{
"cells": [
{
"cell_type": "markdown",
"metadata": {},
"source": [
"\n",
"***\n",
"# Lecture 7 - Convex Sets\n",
"***\n",
"$\\newcommand{\\vct}[1]{\\mathbf{#1}}$\n",
"$\\newcommand{\\mtx}[1]{\\mathbf{#1}}$\n",
"$\\newcommand{\\e}{\\varepsilon}$\n",
"$\\newcommand{\\norm}[1]{\\|#1\\|}$\n",
"$\\newcommand{\\minimize}{\\text{minimize}\\quad}$\n",
"$\\newcommand{\\maximize}{\\text{maximize}\\quad}$\n",
"$\\newcommand{\\subjto}{\\quad\\text{subject to}\\quad}$\n",
"$\\newcommand{\\R}{\\mathbb{R}}$\n",
"$\\newcommand{\\trans}{T}$\n",
"$\\newcommand{\\ip}[2]{\\langle {#1}, {#2} \\rangle}$\n",
"$\\newcommand{\\zerovct}{\\vct{0}}$\n",
"$\\newcommand{\\diff}[1]{\\mathrm{d}{#1}}$\n",
"$\\newcommand{\\conv}{\\operatorname{conv}}$\n",
"$\\newcommand{\\inter}{{\\operatorname{int}}}$"

---*---

**Goal**. Extend the convex sets lecture notebook past its final line.

(Dataset excerpt)
---*---

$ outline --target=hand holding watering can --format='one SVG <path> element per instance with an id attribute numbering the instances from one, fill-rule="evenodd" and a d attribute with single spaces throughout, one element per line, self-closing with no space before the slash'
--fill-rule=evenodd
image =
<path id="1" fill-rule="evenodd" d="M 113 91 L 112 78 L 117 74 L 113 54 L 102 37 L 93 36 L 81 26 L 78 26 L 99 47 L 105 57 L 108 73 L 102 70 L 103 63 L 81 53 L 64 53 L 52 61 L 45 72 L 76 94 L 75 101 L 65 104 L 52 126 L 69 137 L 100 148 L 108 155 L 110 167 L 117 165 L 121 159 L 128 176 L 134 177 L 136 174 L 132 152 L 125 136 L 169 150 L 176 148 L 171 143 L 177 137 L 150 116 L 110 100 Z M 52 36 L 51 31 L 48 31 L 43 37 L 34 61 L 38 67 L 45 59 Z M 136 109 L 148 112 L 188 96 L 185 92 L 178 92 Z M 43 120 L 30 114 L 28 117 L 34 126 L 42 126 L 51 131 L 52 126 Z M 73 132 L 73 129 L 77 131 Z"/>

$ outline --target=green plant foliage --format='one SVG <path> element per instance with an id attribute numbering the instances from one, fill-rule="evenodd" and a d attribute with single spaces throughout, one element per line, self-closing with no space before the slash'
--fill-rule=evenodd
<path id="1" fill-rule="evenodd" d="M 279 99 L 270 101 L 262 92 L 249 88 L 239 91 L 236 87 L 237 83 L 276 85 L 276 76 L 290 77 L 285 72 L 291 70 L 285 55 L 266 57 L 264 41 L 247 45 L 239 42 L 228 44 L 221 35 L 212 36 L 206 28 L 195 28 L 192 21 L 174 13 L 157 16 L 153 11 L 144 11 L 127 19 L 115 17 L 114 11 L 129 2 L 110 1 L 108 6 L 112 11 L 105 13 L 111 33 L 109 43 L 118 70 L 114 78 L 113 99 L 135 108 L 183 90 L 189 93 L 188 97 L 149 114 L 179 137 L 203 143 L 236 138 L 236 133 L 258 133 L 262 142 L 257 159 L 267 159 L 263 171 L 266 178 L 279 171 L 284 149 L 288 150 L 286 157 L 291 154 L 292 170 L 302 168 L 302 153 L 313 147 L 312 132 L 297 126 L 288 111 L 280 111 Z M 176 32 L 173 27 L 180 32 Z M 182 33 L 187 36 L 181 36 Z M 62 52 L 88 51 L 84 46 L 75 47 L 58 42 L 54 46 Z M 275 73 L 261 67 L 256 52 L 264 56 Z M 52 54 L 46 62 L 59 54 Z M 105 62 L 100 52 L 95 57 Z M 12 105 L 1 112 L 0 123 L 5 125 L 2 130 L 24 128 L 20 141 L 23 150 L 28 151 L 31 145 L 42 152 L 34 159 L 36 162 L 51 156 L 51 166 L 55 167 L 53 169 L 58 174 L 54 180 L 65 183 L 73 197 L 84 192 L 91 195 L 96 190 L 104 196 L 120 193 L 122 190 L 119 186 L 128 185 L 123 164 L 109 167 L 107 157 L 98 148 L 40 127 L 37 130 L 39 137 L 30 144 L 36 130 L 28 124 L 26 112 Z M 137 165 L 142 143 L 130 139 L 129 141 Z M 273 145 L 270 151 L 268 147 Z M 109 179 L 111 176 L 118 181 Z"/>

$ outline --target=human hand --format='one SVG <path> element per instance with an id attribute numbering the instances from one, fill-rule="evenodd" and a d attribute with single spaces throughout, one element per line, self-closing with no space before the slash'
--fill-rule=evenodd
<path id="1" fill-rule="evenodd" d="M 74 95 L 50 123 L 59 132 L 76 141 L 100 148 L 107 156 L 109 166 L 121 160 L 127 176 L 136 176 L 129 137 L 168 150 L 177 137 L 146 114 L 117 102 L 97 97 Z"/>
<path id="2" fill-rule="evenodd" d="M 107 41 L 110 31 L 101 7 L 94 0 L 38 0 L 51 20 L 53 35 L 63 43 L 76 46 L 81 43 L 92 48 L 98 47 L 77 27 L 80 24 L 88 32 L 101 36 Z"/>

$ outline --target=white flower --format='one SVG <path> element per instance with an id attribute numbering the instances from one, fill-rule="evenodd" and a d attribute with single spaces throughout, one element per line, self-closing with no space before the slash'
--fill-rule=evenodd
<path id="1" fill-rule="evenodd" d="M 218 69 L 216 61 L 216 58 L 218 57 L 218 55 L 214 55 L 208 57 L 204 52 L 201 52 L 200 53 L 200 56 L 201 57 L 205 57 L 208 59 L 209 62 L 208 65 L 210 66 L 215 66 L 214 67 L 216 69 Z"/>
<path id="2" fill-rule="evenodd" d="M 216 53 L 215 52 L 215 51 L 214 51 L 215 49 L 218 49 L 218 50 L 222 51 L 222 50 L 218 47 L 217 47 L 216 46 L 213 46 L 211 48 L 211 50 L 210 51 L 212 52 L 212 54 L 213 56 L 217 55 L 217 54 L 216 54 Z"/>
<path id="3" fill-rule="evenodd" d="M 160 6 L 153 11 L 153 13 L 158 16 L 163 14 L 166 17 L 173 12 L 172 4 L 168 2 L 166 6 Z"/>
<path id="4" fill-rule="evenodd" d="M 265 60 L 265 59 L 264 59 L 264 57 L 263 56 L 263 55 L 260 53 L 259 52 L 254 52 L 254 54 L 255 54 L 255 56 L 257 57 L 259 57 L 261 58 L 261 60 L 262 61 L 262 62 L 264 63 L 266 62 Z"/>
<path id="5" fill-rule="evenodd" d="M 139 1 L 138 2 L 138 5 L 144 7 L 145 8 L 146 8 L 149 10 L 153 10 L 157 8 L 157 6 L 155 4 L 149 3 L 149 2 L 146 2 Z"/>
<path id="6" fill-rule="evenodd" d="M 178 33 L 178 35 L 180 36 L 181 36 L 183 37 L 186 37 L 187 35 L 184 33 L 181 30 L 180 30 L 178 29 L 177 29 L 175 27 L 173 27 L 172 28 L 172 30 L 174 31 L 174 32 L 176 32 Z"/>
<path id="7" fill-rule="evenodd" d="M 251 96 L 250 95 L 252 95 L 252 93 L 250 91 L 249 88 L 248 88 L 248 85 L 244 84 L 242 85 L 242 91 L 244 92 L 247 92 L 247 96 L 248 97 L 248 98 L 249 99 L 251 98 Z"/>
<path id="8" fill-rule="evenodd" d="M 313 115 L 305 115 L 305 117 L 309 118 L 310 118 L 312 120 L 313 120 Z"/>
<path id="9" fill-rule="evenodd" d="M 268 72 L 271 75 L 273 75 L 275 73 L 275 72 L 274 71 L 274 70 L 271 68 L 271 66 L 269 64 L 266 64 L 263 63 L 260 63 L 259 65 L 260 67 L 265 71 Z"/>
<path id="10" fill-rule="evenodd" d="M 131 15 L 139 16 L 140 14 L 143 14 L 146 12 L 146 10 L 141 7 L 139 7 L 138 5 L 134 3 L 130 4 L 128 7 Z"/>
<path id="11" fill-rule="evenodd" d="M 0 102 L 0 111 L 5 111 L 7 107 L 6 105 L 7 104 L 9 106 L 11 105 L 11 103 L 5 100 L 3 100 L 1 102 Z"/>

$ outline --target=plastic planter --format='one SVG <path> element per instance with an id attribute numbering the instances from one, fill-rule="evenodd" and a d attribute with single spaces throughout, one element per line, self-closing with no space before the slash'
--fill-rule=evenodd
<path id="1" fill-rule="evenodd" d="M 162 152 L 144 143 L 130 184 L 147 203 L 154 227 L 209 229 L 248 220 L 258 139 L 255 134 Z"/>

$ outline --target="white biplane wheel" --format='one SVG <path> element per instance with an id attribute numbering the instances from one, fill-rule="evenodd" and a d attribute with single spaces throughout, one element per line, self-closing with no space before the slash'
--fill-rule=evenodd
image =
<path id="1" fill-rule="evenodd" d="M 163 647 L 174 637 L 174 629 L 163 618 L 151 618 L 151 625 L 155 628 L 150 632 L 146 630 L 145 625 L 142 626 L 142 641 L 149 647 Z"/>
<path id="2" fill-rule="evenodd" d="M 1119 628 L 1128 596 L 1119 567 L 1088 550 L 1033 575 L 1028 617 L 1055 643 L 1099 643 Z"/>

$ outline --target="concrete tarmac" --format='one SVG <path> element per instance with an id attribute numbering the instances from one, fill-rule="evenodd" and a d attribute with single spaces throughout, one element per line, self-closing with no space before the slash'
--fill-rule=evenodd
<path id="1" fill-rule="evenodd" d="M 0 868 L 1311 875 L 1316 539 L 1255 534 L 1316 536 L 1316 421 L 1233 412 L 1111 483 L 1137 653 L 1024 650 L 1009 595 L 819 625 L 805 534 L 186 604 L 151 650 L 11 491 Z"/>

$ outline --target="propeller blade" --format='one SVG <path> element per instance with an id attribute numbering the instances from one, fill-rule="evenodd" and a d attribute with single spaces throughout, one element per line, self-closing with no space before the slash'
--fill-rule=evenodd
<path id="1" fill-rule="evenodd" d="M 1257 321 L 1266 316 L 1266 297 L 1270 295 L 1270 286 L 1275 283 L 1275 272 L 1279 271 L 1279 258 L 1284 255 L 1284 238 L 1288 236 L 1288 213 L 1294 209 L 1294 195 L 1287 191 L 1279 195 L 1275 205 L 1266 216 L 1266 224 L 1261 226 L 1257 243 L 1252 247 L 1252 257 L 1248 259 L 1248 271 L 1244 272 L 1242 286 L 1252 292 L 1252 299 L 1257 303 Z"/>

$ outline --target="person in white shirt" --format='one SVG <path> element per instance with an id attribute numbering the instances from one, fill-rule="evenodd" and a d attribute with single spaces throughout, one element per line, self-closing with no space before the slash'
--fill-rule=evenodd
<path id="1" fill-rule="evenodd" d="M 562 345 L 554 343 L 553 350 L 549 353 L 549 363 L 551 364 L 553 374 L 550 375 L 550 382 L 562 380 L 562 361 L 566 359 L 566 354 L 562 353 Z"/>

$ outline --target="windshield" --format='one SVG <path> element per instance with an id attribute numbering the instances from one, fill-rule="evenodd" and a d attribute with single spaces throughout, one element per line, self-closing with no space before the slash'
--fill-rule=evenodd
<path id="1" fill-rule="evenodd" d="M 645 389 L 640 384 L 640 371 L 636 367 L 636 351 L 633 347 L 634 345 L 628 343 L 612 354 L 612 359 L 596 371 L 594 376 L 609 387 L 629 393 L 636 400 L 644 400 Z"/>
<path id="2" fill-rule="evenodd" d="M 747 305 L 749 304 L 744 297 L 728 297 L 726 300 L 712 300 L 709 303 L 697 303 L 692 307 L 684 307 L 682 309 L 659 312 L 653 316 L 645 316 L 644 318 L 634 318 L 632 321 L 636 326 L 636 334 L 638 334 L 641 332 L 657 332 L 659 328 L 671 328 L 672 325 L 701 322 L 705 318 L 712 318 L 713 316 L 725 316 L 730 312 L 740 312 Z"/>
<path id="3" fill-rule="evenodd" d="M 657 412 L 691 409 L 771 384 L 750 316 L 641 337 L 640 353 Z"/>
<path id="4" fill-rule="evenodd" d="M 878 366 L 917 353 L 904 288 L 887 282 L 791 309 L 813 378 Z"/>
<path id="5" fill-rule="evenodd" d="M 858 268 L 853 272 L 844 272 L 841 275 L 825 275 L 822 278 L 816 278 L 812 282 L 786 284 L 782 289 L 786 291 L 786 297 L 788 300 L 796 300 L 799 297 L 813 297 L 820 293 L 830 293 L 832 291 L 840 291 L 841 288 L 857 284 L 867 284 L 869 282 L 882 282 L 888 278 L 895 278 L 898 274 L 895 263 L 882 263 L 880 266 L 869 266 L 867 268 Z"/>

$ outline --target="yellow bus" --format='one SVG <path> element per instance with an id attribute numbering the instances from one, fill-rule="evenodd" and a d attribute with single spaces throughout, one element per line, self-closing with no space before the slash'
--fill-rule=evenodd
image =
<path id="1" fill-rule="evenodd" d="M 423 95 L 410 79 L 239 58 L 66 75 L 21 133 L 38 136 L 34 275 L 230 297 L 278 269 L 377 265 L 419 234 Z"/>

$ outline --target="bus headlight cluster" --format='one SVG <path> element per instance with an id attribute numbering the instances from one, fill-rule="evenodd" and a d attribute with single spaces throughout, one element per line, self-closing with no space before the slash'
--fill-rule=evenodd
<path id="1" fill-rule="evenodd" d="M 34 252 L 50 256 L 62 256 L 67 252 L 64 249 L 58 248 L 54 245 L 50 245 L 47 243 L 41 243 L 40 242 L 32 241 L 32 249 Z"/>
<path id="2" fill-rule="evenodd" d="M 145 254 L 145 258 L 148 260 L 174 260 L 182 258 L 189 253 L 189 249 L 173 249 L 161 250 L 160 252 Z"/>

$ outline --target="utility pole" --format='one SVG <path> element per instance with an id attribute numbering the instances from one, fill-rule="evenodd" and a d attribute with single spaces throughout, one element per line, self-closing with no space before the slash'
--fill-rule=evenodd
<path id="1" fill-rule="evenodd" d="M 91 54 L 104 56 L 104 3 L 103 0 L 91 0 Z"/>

---*---

**Output**.
]
},
{
"cell_type": "markdown",
"metadata": {},
"source": [
"In this lecture we begin our study of the theory underlying constrained convex optimization. One way to define a **convex optimization problem** is\n",
"\n",
"\\begin{align*}\n",
"\\begin{split}\n",
" \\minimize & f(\\vct{x})\\\\\n",
" \\subjto & f_1(\\vct{x})\\leq 0\\\\\n",
" & \\cdots \\\\\n",
" & f_m(\\vct{x})\\leq 0\\\\\n",
" & \\vct{x}\\in \\Omega\n",
" \\end{split}\n",
"\\end{align*}\n",
"\n",
"where $f,f_1,\\dots,f_m\\colon \\R^n\\to \\R$ are *convex* functions and $\\Omega\\subseteq \\R^n$ is a *convex* set. The special case where the $f$ and the $f_i$ are linear functions and $\\Omega=\\R^n$ is known as linear programming, and is studied first. Before embarking on the study of models and algorithms for convex optimization, we need to study convex sets in more depth."
]
},
{
"cell_type": "markdown",
"metadata": {},
"source": [
"---\n",
"## Convex sets\n",
"---"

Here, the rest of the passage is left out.